> [Task] Return the whole listing, keeping every character the same.

> [Source material]
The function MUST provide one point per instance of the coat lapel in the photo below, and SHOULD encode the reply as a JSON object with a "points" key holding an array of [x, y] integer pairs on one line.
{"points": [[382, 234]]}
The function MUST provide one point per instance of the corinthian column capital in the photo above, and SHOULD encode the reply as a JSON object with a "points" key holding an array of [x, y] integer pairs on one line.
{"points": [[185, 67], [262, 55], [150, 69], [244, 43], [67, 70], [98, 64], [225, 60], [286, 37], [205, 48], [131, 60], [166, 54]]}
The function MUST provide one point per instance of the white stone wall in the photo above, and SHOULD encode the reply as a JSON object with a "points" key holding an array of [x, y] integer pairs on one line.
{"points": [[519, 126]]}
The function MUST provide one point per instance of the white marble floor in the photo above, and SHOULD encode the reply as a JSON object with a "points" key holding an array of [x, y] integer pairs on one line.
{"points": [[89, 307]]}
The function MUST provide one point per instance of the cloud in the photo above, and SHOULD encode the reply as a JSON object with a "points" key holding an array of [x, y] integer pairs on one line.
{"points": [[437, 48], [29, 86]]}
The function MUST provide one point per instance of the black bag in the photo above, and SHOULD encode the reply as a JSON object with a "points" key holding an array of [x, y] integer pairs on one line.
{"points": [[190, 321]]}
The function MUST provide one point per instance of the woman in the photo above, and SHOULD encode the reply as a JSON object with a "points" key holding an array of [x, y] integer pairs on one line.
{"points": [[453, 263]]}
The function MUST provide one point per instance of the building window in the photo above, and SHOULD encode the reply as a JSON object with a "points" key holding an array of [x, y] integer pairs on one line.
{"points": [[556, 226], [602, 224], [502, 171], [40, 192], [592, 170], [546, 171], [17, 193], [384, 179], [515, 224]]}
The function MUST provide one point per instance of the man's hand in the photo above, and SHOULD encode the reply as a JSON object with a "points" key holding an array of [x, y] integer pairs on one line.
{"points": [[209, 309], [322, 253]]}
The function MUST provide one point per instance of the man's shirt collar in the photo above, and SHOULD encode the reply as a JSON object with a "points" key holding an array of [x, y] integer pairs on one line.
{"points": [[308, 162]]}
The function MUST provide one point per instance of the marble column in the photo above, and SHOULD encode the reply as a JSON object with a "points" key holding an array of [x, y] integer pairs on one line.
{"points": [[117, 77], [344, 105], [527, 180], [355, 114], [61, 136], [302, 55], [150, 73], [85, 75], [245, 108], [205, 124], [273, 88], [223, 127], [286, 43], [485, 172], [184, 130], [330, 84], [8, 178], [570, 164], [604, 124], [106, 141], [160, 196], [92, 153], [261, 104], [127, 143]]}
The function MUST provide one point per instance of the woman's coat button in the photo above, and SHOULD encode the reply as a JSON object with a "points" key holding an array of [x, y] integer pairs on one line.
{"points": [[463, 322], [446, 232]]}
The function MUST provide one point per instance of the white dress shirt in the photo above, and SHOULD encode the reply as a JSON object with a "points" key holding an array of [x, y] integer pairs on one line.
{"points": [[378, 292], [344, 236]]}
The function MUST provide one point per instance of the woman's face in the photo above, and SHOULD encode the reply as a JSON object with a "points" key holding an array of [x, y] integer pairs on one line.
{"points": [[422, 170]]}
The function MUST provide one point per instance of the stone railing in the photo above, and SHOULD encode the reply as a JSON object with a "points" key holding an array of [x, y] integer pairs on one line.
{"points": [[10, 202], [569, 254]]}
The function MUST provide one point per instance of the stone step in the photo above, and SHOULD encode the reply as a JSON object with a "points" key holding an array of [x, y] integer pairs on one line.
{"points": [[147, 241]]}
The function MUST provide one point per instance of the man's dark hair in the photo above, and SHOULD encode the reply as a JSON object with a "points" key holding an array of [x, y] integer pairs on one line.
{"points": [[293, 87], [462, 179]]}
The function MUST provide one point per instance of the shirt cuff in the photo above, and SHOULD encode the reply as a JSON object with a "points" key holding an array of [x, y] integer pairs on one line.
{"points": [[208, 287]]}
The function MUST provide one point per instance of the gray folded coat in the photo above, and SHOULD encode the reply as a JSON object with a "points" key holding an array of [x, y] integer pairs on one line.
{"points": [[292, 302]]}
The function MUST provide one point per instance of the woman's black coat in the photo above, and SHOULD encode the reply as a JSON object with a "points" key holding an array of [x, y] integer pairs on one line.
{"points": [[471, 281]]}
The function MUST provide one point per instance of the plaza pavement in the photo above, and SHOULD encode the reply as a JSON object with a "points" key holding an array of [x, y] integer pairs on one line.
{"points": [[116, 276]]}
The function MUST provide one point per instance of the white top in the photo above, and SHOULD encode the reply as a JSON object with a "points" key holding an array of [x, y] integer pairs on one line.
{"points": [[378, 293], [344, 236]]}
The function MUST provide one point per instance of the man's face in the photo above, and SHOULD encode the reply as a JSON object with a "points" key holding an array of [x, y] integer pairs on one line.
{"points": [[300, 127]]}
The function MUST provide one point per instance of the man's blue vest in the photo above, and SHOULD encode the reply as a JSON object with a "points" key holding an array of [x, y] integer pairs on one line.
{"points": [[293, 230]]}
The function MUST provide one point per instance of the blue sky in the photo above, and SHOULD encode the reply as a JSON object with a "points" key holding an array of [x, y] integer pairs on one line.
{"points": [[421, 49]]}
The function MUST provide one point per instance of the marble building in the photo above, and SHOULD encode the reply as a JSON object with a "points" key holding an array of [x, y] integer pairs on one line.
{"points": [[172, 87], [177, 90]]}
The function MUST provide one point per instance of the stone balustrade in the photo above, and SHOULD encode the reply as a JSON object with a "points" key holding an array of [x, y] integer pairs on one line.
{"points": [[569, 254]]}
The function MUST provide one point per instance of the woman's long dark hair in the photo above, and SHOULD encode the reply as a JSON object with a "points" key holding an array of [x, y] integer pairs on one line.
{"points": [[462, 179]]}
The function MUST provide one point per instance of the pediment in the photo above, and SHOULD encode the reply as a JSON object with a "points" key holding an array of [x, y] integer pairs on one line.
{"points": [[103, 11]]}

> [Result]
The function MUST provide one point per instance of the coat lapel in the photo below, and SHOULD encode the reply as a JSON object with a "points" key holding an array of [x, y] integer pairs on one line.
{"points": [[382, 234]]}
The function MUST provide one point per instance of the corinthian column capital in the photo above, and SHOULD encode the reply as a JSON object with a "points" key holding an array of [x, y] integer pairs on one line.
{"points": [[185, 67], [262, 55], [150, 69], [244, 43], [67, 70], [98, 64], [225, 60], [286, 37], [205, 48], [131, 60], [166, 54]]}
The function MUST provide one point per instance of the white stone wall in the photo above, and SHOULD encode the reply as a JSON object with a "points" key holding an array of [x, y] integer pairs on one line.
{"points": [[519, 126]]}
The function MUST provide one point per instance of the white marble floor in the photo above, and SHOULD encode the reply as a JSON object with a "points" key holding an array of [x, y] integer pairs on one line.
{"points": [[89, 307]]}
The function MUST provide one point per instance of the cloud in the photo above, and SHOULD encode the reply as a JSON object with a "points" key holding an array of [x, y] integer pairs on one line.
{"points": [[437, 48], [29, 86]]}
The function MUST provide one point per instance of the black bag in the photo above, and SHOULD encode the reply as a JSON object with a "points" key holding an array of [x, y] integer pairs on one line.
{"points": [[190, 321]]}
The function MUST provide one point per instance of the woman in the photo above, and SHOULD encode the reply as a JSON object with a "points" key holding an array of [x, y] integer pairs on one line.
{"points": [[453, 263]]}
The function MUST provide one point per instance of the building window in the photo above, and SHOULD encode the reply as a JSON object with a "points" key holding an array of [x, y] integer pairs on one line.
{"points": [[556, 226], [602, 224], [502, 171], [40, 192], [592, 170], [546, 171], [17, 193], [384, 179], [515, 224]]}
The function MUST provide one point per instance of the man's hand in the photo above, and SHOULD encode the reply as a JSON object with a "points" key holding an array of [x, y] integer pairs on one line.
{"points": [[209, 309], [322, 253]]}
The function MUST provide one point per instance of the man's shirt collar in the photo above, and SHOULD encode the reply as a JSON object with a "points" key holding an array of [x, y] integer pairs on one line.
{"points": [[308, 162]]}
The function MUST provide one point per instance of the marble column in the photo above, and SHOULD encode the reply as a JSON object with a "points" key holding an array of [x, y] integer pairs on one line.
{"points": [[117, 77], [344, 105], [527, 180], [355, 114], [61, 136], [302, 55], [150, 73], [85, 75], [245, 108], [205, 124], [273, 88], [223, 127], [286, 43], [485, 172], [184, 130], [330, 84], [8, 178], [570, 164], [604, 124], [106, 141], [160, 196], [92, 153], [261, 104], [127, 143]]}
The function MUST provide one point per instance of the woman's coat button in the photo above, and SHOULD encode the reply as a JSON object with a "points" key holding an array of [x, y] integer pairs on one line.
{"points": [[463, 322], [446, 232]]}
The function MUST provide one point per instance of the white dress shirt in the photo above, and SHOULD encode the reply as a JSON object with a "points" key holding an array of [x, y] integer pairs on one line.
{"points": [[378, 292], [344, 236]]}
The function MUST provide one point per instance of the woman's face in the photo above, and SHOULD encode the reply as a JSON object with a "points" key holding an array of [x, y] integer pairs on one line.
{"points": [[422, 170]]}
The function MUST provide one point per instance of the stone railing in the photo above, and SHOULD encode the reply as a JSON object with a "points" key holding an array of [x, y] integer pairs on one line.
{"points": [[10, 202], [569, 254]]}
The function MUST provide one point per instance of the stone step in the photo above, and SHOULD encode the reply as a JSON object with a "points" key holding an array of [x, y] integer pairs on one line.
{"points": [[147, 241]]}
The function MUST provide one point per instance of the man's dark hair in the photo above, and SHOULD encode the reply as a JSON object with a "points" key holding an array of [x, y] integer pairs on one line.
{"points": [[293, 87], [462, 179]]}
The function MUST provide one point per instance of the shirt cuff in the photo above, and SHOULD encode the reply as a JSON object with a "points" key holding an array of [x, y] integer pairs on one line.
{"points": [[208, 287]]}
The function MUST provide one point per instance of the gray folded coat in the photo above, and SHOULD encode the reply as a JSON object with a "points" key holding an array of [x, y] integer pairs on one line.
{"points": [[292, 302]]}
The function MUST provide one point per instance of the woman's black coat in the photo above, and SHOULD encode the reply as a JSON object with a "points" key holding an array of [x, y] integer pairs on one line.
{"points": [[471, 281]]}
The function MUST provide one point per instance of the plaza pavement in the photo above, and SHOULD encode the reply as a JSON object with a "points" key holding an array of [x, y] integer pairs on one line.
{"points": [[116, 276]]}
The function MUST provide one point per instance of the white top in the photo above, and SHOULD encode the reply as a JSON object with a "points" key holding an array of [x, y] integer pairs on one line.
{"points": [[378, 293], [344, 236]]}
The function MUST provide one point per instance of the man's face in the photo above, and SHOULD encode the reply as a JSON object with a "points" key holding an array of [x, y] integer pairs on one line.
{"points": [[300, 127]]}
The function MUST provide one point per instance of the man's blue vest in the photo above, and SHOULD encode the reply as a JSON object with a "points" key holding an array of [x, y] integer pairs on one line.
{"points": [[293, 230]]}
The function MUST provide one point per instance of the blue sky in the photo above, and SHOULD encode the reply as a JSON object with a "points" key holding an array of [x, y] integer pairs on one line.
{"points": [[421, 49]]}
The function MUST provide one point per instance of the marble building in the photo above, and SHOULD encode the reply as a JSON object with a "points" key holding an array of [x, y] integer pairs on one line.
{"points": [[172, 87], [177, 90]]}
The function MUST provide one point per instance of the stone balustrade in the photo above, and SHOULD encode the reply as a JSON object with a "points" key holding an array of [x, y] integer pairs on one line.
{"points": [[569, 254]]}
The function MUST provide one point per instance of the woman's long dark hair in the photo above, and SHOULD encode the reply as a JSON object with a "points" key holding an array of [x, y] integer pairs on one line.
{"points": [[462, 179]]}
The function MUST provide one point per instance of the pediment in the photo above, and SHOULD encode the reply as a JSON object with a "points" key holding an array of [x, y] integer pairs on one line.
{"points": [[103, 11]]}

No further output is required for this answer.